## WORK REQUEST 1
Reproduce the passage from the Trump and Putin piece starting at "The problem is" and ending at "you at last!".
## WORK REQUEST 2
In the Trump and Putin piece, what is Putin's real objective?
## WORK REQUEST 3
Pick up the Trump and Putin satire where it stops, and continue the dialogue.

## PROVIDED TEXT
┏━━

On Trump and the G-Men (and Women)

If you accept the Trump/Bannon premises that we are engaged in a existential clash of civilizations with radical Islam, that trade deficits are inherently evil, and that culture and nationality must prevail over supposedly universal ideas inherent in liberal democracy, then it follows logically that Putin should be our ally, and that our erstwhile allies in Europe are really the enemy.

The problem is that Putin doesn’t really see the world that way.  His objective is to weaken the US, not to fight Islam.  He just makes opportunistic arguments to get his way.

And so, the ultimate outcome of this will be an isolated America, with Putin and Xi as its beneficiaries.

Putin and Trump: The Real Story

Donald Trump strides confidently into a hotel room, where Putin is waiting for him. Trump gives him the obligatory crushing handshake.  Putin briefly considers throwing a judo move, but wisely decides against it.

VP:  Mr. President!  It’s so good to meet you at last!

DT:  But we’ve met before! Or maybe not.  I’ve told so many different stories, I can’t remember which one is true.

VP:  Congratulations for beating that bitch Hillary Clinton like a drum!  The victory was all yours.  Your media gave me way too much credit.

DT:  Fake news!  Fake news!

VP:  I invented fake news, you know.

DT:  No, I did.

VP:  No, I did.

DT:  No, I did.

VP:  Whatever.  Anyway, congratulations.

So how did your meeting with Merkel go?

DT:  She’s worse than Clinton.  She’s always in my ear with boring stuff about free trade and human rights.  And she’s a two at best.  At least Clinton’s a three or a four.

VP:  Life’s too short to be spending time with ugly women.  To the victors go the spoils, eh?

DT:  You got that right, bro.

┗━━

## RECORDS PROVIDED
┏━━

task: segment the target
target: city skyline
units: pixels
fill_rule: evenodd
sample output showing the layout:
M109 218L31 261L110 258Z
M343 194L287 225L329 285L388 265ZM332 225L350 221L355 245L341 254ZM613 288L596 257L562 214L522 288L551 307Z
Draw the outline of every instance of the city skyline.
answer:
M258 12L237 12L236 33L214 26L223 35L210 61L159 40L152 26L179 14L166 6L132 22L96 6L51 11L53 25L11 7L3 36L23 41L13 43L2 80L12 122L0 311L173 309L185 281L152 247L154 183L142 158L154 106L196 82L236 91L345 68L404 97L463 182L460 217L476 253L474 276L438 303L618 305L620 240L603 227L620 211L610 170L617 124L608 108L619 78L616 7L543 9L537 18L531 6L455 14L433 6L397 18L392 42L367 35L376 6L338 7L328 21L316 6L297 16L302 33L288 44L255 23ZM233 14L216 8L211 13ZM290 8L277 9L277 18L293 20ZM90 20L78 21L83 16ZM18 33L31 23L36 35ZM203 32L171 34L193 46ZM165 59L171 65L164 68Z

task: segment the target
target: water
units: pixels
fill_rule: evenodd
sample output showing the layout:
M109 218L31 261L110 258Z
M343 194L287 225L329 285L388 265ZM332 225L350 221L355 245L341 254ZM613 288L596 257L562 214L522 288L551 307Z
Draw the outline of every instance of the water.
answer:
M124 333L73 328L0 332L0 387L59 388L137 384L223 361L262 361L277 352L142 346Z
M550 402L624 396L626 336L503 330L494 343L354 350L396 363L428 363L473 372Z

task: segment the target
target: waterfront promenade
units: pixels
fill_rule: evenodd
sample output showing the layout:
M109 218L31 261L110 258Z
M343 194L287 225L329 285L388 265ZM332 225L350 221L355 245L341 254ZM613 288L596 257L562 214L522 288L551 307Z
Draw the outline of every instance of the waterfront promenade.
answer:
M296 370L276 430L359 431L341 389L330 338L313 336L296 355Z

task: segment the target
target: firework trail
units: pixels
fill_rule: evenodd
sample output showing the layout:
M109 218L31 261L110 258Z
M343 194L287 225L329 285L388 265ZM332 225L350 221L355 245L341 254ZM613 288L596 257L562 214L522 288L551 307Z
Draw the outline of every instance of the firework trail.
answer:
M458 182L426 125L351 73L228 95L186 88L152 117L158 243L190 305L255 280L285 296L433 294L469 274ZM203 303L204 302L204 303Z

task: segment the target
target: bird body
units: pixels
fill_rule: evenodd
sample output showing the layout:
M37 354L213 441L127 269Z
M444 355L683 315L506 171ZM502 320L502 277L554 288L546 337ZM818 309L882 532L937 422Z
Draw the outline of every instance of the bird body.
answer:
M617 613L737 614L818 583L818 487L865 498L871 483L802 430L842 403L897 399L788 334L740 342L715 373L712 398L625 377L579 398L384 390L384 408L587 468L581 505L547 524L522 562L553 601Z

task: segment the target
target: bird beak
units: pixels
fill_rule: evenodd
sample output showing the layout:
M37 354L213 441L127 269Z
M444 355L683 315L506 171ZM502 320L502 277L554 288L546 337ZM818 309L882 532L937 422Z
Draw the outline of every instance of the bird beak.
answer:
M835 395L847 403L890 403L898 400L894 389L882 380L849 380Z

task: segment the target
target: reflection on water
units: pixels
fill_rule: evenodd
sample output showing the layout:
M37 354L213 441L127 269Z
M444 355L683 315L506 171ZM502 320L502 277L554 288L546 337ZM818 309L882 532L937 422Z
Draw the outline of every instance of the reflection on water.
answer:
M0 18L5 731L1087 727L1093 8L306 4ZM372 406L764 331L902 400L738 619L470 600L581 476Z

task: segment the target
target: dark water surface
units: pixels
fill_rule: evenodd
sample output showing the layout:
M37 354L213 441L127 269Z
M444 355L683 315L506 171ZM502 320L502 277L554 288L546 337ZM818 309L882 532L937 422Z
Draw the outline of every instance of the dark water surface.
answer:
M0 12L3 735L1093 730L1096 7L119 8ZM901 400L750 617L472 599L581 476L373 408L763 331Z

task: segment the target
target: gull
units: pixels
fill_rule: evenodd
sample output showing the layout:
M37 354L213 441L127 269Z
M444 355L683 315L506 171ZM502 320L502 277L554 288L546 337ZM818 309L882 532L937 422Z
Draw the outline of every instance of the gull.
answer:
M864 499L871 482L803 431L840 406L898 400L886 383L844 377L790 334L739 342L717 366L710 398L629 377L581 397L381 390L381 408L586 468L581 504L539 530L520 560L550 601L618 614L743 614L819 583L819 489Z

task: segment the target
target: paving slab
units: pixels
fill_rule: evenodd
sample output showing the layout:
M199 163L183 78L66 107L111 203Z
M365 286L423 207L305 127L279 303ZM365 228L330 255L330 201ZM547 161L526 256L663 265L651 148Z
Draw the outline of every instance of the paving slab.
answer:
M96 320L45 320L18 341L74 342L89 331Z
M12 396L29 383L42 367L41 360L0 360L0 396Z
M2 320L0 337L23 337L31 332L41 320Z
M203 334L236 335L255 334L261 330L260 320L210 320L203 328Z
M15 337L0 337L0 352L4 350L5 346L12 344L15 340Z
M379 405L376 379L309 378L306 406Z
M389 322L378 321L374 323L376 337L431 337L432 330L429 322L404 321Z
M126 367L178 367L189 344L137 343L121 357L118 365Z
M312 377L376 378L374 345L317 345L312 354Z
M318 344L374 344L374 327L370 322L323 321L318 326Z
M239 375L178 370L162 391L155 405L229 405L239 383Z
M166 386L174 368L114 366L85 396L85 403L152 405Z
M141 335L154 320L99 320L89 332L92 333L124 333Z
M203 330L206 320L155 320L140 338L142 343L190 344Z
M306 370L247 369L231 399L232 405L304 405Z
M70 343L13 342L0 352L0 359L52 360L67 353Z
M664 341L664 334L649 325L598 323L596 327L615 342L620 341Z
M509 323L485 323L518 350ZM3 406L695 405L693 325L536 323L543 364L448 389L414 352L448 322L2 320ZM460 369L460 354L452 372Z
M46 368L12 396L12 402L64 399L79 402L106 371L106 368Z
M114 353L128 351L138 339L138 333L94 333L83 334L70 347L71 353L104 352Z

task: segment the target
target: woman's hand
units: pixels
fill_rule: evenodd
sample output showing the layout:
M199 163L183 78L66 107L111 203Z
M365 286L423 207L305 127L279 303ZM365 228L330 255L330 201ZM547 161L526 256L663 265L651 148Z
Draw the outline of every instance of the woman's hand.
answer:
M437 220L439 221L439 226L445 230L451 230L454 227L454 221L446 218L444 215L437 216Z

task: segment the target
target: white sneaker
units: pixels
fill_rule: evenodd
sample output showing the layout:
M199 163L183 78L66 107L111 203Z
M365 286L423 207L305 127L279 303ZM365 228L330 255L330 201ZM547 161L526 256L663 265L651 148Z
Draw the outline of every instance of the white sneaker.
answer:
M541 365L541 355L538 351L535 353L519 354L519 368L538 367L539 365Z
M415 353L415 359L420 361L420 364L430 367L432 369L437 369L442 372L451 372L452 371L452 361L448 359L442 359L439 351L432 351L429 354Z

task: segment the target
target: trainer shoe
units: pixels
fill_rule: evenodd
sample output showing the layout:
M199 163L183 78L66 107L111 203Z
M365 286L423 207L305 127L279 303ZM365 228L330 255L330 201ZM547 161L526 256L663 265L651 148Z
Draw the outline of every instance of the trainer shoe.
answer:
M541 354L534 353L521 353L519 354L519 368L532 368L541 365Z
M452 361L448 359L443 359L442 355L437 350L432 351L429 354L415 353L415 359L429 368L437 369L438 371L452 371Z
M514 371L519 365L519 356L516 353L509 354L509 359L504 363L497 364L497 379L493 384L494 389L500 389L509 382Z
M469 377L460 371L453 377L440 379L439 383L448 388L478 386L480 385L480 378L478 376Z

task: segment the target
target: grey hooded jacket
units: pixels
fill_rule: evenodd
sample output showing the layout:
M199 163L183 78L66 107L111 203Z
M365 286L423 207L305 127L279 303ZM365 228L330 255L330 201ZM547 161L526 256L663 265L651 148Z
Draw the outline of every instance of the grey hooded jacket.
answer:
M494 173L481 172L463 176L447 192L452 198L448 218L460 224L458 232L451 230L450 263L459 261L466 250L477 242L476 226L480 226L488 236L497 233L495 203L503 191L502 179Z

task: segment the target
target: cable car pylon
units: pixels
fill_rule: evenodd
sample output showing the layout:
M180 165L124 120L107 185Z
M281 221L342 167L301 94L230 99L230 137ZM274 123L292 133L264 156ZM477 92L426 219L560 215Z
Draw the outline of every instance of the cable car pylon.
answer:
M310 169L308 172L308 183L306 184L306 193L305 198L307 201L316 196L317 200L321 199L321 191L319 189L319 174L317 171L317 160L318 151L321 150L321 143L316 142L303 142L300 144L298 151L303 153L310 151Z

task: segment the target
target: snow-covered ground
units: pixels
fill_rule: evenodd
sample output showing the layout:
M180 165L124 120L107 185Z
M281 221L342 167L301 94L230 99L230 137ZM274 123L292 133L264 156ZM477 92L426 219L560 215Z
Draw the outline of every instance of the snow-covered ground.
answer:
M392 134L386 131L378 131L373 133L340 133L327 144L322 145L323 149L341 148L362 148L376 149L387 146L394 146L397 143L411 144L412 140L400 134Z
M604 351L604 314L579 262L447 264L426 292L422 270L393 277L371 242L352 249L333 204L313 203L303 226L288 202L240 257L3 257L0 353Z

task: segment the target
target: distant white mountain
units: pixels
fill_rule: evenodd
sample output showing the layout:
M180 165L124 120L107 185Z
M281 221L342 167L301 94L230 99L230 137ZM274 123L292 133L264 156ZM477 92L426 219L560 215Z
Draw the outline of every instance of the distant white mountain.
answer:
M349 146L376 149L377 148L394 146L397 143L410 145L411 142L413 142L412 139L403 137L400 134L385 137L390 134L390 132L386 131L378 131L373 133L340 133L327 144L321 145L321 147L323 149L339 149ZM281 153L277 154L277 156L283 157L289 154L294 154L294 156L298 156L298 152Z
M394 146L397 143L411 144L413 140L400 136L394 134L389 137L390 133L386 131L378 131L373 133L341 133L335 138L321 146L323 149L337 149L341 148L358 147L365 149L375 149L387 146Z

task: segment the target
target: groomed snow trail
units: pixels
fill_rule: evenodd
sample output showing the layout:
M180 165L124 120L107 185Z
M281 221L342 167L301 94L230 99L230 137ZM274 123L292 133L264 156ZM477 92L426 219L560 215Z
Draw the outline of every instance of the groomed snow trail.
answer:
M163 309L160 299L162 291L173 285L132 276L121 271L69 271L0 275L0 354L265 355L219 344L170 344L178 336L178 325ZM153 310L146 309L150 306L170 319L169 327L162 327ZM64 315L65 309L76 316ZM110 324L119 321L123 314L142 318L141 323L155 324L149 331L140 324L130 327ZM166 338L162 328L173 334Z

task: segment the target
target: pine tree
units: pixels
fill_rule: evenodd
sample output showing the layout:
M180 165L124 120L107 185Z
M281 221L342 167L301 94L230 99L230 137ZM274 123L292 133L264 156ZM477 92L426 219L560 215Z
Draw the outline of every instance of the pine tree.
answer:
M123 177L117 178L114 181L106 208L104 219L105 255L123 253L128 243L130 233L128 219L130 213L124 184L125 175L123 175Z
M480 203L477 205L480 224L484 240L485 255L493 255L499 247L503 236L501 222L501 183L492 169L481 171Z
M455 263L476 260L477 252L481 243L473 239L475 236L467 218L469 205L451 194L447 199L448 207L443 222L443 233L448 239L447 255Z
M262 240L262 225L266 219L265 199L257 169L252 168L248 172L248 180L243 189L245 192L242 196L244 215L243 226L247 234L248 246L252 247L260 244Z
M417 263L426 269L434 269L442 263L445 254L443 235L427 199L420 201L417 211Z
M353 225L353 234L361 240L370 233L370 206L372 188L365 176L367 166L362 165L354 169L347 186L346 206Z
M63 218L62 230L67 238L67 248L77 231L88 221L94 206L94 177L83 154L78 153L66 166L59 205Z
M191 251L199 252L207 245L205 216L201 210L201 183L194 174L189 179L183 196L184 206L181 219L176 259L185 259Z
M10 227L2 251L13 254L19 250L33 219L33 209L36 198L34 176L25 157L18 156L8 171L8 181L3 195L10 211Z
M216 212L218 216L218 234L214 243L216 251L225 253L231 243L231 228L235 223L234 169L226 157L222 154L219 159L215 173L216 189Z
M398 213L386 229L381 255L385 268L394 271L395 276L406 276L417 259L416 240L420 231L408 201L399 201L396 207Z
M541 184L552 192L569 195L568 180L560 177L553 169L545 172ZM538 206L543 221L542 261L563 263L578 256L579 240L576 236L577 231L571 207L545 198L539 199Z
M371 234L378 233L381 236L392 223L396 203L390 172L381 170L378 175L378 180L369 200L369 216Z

┗━━

## RESPONSE AREA 1
The problem is that Putin doesn’t really see the world that way.  His objective is to weaken the US, not to fight Islam.  He just makes opportunistic arguments to get his way.

And so, the ultimate outcome of this will be an isolated America, with Putin and Xi as its beneficiaries.

Putin and Trump: The Real Story

Donald Trump strides confidently into a hotel room, where Putin is waiting for him. Trump gives him the obligatory crushing handshake.  Putin briefly considers throwing a judo move, but wisely decides against it.

VP:  Mr. President!  It’s so good to meet you at last!

## RESPONSE AREA 2
To weaken the US, not to fight Islam.

## RESPONSE AREA 3
VP:  If you need any help with her, I can offer you the use of my dog.  He freaks her out.

DT:  That would be funny, but I don’t like dogs, either.

VP:  I have to say, we’ve gotten off to a disappointing start.  I thought we were going to be friends.

DT:  It’s not me, it’s Congress and my cabinet.  Now that Flynn’s gone, no one except Bannon understands the game plan.

VP:  You need to assert yourself, Mr. President.  If you’re going to talk like a strong man, be one!  Show everyone you’re the boss.  That’s what I would do.

DT:  I thought it would be easy, but it’s not.  Our system is complicated.

VP:  Here’s what works for me:  have lots of pictures taken with your shirt off wrestling people and doing manual labor.  It shows everyone how tough you are.

DT:  I only play golf.  The optics wouldn’t work.

VP:  I suppose not.  So let’s talk business.  What can you do for me in Ukraine?

DT:  My new Polish friends tell me you need to stop destabilizing the situation there.

VP:  Screw the Poles–they’re just losers.  There’s a reason their country is always being occupied.  Ukraine belongs to us.

DT:  But you can’t just go around invading all of your neighbors.

VP:  Why not?  If you have to invade Mexico after their next election, I promise I won’t say a word about it.  Mexico belongs to you.  Ukraine belongs to us.

DT:  I’ll think about it.

VP:  What about Syria?  Why can’t we cooperate there?  Assad is a great guy when you get to know him.  He’s one of us.

DT:  But you’re effectively supporting Iran, and we can’t live with that.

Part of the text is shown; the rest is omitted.